(提示本文):
....................

ルーツ探しの旅|旅行記
旅が好きだ。日本を含めた世界中を旅している。
思い出深い旅はいくつかあるけれど、忘れられない旅といえば、自分のルーツにまつわるものだ。
きっかけ
都会の核家族で育った私にとって、祖父母より上の代は歴史上の人物というか赤の他人というか、あえて乱暴に表現するなら「存在すら認識していない人たち」であった。曾祖父母の名前もつい最近まで知らなかった。
それで特に困ったこともなかったのだが、あるときふと思ったのだ。
私はどこから来たのだろうか、と。
いい歳して自分探しかよ。
すかさずセルフツッコミ。読者のあなたより早かっただろう。はは、自分じゃなくてパートナーを探せ、末代になるぞってね。
余談だが、私は一人旅が好きだ。でも、「自分探しの旅ですか!いいですね!」と言われるとうんざりする。旅先で自分が見つかったらそいつは幻かドッペルゲンガーだろう。私の旅はいつだって現実逃避のためだ。
話を戻そう。
身内の葬儀をきっかけに戸籍に興味を持ち、調べていくうちに、自分のルーツが日本各地に散らばっていることが分かった。いや、話としては親や親戚から多少聞いていたが、戸籍に載った名前や本籍を丹念に見ていると、「本当に、こういう名前の人たちが、こんな場所にいたんだ」とじわじわと実感が湧いてくるから面白い。
本籍と実際の住所が異なることはままあるが(例えば、夏目漱石は徴兵逃れのために北海道に本籍を移したという説がある)、江戸時代まで遡ることができれば、本籍と実際に住んでいたところを同一と見なして良いだろう。

....................

(出典資料):

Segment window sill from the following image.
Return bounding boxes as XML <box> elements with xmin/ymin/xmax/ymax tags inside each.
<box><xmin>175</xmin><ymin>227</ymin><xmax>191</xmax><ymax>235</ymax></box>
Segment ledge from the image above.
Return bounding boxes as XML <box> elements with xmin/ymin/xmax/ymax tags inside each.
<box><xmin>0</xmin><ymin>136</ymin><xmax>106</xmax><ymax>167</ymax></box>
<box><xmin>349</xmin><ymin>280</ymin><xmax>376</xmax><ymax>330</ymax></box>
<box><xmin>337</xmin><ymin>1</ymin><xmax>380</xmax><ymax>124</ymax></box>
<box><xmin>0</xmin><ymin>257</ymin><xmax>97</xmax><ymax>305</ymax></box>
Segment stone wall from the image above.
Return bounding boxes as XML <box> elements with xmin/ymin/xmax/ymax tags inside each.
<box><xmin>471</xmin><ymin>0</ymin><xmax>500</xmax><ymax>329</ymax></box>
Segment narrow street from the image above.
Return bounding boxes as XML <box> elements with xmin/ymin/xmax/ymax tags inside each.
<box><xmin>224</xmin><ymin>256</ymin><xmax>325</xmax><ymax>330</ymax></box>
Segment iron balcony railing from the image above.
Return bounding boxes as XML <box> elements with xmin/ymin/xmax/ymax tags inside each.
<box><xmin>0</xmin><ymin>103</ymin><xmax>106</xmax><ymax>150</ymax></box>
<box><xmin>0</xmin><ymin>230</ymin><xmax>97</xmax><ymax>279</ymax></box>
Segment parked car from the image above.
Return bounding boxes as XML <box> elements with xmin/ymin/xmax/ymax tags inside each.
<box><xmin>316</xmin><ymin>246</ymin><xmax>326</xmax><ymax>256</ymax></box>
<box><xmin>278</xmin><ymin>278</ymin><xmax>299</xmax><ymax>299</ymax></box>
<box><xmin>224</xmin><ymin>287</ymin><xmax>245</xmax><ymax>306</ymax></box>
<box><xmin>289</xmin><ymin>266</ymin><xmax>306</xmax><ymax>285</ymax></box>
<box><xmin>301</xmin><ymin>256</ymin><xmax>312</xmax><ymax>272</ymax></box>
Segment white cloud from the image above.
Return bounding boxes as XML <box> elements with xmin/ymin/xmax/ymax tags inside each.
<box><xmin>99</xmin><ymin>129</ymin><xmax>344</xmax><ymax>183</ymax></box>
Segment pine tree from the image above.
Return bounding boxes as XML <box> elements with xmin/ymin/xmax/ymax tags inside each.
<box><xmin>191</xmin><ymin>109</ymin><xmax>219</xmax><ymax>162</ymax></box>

....................

(課題一覧):
• 1. 旅行記の書き手が戸籍に興味を持ったきっかけは何か。
• 2. 旅行記の「私はどこから来たのだろうか、と。」から「いつだって現実逃避のためだ。」までの部分を、「一人旅」を「気ままな旅」に入れ替えて書き直しなさい。
資料は旅行記とは別個のものである。

(課題の解答):
• 1. 身内の葬儀である。

• 2.
私はどこから来たのだろうか、と。
いい歳して自分探しかよ。
すかさずセルフツッコミ。読者のあなたより早かっただろう。はは、自分じゃなくてパートナーを探せ、末代になるぞってね。
余談だが、私は気ままな旅が好きだ。でも、「自分探しの旅ですか!いいですね!」と言われるとうんざりする。旅先で自分が見つかったらそいつは幻かドッペルゲンガーだろう。私の旅はいつだって現実逃避のためだ。